WHAT THE TASK ASKS: Reproduce each of the records below word for word, leaving nothing out.

PROVIDED DATA:

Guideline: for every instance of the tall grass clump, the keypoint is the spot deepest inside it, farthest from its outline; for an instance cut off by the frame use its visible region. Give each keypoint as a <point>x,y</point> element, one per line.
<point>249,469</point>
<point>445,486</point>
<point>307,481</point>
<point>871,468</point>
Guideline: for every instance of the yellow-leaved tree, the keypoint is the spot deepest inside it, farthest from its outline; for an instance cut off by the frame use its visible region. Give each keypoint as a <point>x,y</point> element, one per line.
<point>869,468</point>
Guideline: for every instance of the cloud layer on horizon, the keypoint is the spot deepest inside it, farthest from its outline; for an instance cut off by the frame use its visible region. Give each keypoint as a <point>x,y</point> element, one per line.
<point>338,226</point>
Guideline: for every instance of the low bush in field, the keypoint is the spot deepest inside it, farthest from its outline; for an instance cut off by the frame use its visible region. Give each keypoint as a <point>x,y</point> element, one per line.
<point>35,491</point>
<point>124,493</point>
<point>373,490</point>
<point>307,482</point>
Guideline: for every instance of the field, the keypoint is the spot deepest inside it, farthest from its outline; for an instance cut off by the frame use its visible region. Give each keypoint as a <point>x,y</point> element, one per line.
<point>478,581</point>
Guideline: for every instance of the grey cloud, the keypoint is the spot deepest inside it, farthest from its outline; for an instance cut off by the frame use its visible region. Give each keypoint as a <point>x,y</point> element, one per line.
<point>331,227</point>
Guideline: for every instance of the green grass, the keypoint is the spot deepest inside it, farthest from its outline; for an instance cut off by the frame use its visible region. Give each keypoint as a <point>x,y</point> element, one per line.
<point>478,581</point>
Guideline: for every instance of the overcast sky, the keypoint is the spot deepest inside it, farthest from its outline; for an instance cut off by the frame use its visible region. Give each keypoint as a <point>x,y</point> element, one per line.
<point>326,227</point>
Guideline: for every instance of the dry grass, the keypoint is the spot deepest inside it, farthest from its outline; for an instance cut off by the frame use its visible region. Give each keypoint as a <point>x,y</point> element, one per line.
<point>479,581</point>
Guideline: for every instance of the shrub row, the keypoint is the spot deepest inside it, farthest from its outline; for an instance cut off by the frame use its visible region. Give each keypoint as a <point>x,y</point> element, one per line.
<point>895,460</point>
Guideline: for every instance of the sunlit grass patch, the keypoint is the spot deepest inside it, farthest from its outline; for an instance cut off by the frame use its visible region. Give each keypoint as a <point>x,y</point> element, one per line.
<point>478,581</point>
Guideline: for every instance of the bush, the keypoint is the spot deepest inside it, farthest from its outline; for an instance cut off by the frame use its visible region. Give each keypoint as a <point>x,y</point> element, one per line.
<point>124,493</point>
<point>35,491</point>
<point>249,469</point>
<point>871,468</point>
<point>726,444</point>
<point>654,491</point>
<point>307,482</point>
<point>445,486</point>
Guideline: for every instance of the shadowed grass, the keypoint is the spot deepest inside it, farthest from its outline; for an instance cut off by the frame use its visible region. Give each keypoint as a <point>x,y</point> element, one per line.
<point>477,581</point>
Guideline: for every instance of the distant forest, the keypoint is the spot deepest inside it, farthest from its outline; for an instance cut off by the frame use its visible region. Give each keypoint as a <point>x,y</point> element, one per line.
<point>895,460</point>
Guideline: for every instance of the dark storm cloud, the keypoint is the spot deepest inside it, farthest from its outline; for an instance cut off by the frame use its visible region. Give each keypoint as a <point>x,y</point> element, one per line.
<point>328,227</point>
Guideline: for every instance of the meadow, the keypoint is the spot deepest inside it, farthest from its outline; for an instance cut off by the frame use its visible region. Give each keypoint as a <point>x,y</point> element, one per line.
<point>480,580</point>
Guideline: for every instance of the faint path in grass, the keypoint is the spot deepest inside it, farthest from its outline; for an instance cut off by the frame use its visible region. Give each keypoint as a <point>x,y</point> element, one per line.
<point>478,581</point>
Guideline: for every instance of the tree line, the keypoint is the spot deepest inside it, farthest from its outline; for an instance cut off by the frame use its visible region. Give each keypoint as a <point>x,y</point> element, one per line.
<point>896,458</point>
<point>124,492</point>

SOLUTION FOR THIS TASK:
Guideline: for every instance of the tall grass clump, the keypoint is the spot deepest inside it, farthest from its outline; for an instance cut off by the frame use its visible region. Give each keypoint as a <point>x,y</point> element, one per line.
<point>249,469</point>
<point>445,486</point>
<point>307,481</point>
<point>871,468</point>
Guideline: for every instance of the yellow-leaved tree, the keypoint is the spot deepest inside it, farthest from its outline; for an instance cut off by the frame use its visible region. Give each keypoint as a <point>x,y</point> element, one per line.
<point>869,468</point>
Guideline: for every instance of the cloud layer on horizon, the keypoint is the spot deepest inside it, farthest from its outline; for an instance cut off by the frame use its visible region. Give each keypoint as a <point>x,y</point> element, one per line.
<point>338,226</point>
Guideline: for every instance of the low bush in field, the keypoint is the spot deepest inside it, farthest from its outline; for an instance cut off by the frame use its visible region. Give each keypoint as a <point>x,y</point> element, one per line.
<point>35,491</point>
<point>124,493</point>
<point>373,490</point>
<point>307,482</point>
Guideline: for every instance of the field, the keypoint is the spot deepest inside it, farthest from its outline; for an instance cut off by the frame use its visible region. Give each keypoint as a <point>x,y</point> element, one per line.
<point>478,581</point>
Guideline: for every instance of the grey cloud, the keypoint is the spot deepest inside it, farthest from its outline; for an instance cut off by the frame use its visible region. Give each keypoint as a <point>x,y</point> element, one per line.
<point>331,227</point>
Guideline: for every instance of the green grass, the keypoint is the spot deepest inside it, farthest from its outline; for an instance cut off by the frame use its visible region. Give each keypoint as a <point>x,y</point> element, one per line.
<point>478,581</point>
Guideline: for every instance of the overcast sky, the keypoint is the spot deepest inside it, farthest from its outline; for an instance cut off by the frame use its visible region. Give each keypoint as a <point>x,y</point> element, one per line.
<point>326,227</point>
Guideline: for every instance of the dry grass, the keypoint is the spot deepest inside it, farthest from its outline; for an instance cut off by the frame use its visible region. Give each keypoint as a <point>x,y</point> element, one per line.
<point>479,581</point>
Guideline: for every instance of the shrub row, the keypoint is the spot deepest inside it, farthest from its outline; for an instance cut off by the frame use its visible region. Give each keypoint as a <point>x,y</point> element, one per line.
<point>895,460</point>
Guideline: for every instance of the sunlit grass patch, the keypoint is the spot deepest inside it, farthest from its outline; for an instance cut off by the frame use its visible region. Give each keypoint as a <point>x,y</point> element, one per line.
<point>478,581</point>
Guideline: for every instance of the bush, the keypoint is the spot deepest inside it, farthest from its outline; for an instance cut off by the frame use its visible region. Give each keypoint as a <point>x,y</point> element, one per line.
<point>124,493</point>
<point>35,491</point>
<point>249,469</point>
<point>871,468</point>
<point>726,444</point>
<point>654,491</point>
<point>307,482</point>
<point>445,486</point>
Guideline: for every instance of the shadowed grass, the keypoint is the spot deepest inside it, farthest from its outline; for an instance cut off by the frame use its visible region. Give each keypoint as a <point>x,y</point> element, one per line.
<point>477,581</point>
Guideline: for every instance of the distant forest, the keypoint is the spot deepest inside it, farthest from its outline; for an instance cut off by the frame use its visible region. Give each keypoint as a <point>x,y</point> element, one per line.
<point>895,460</point>
Guideline: for every instance of the dark storm cloud, the keypoint is the spot deepest inside it, farthest from its outline; for an instance cut off by the frame use its visible region. Give each keypoint as a <point>x,y</point> element, one per line.
<point>328,227</point>
Guideline: for every instance of the meadow, the keypoint is the spot deepest inside it, farthest from its outline; for an instance cut off by the frame use its visible region. Give each keypoint as a <point>x,y</point> element, one per line.
<point>480,580</point>
Guideline: for every instance of the faint path in grass, the keypoint is the spot deepest inside it, farthest from its outline; for an instance cut off by the frame use its visible region. Give each keypoint as a <point>x,y</point> element, one per line.
<point>478,581</point>
Guideline: for every instance of the tree line, the keypoint is the spot deepest inside it, farthest from its outline; for an instance cut off by the frame use its visible region. Give each keypoint as a <point>x,y</point> element, one per line.
<point>896,458</point>
<point>124,492</point>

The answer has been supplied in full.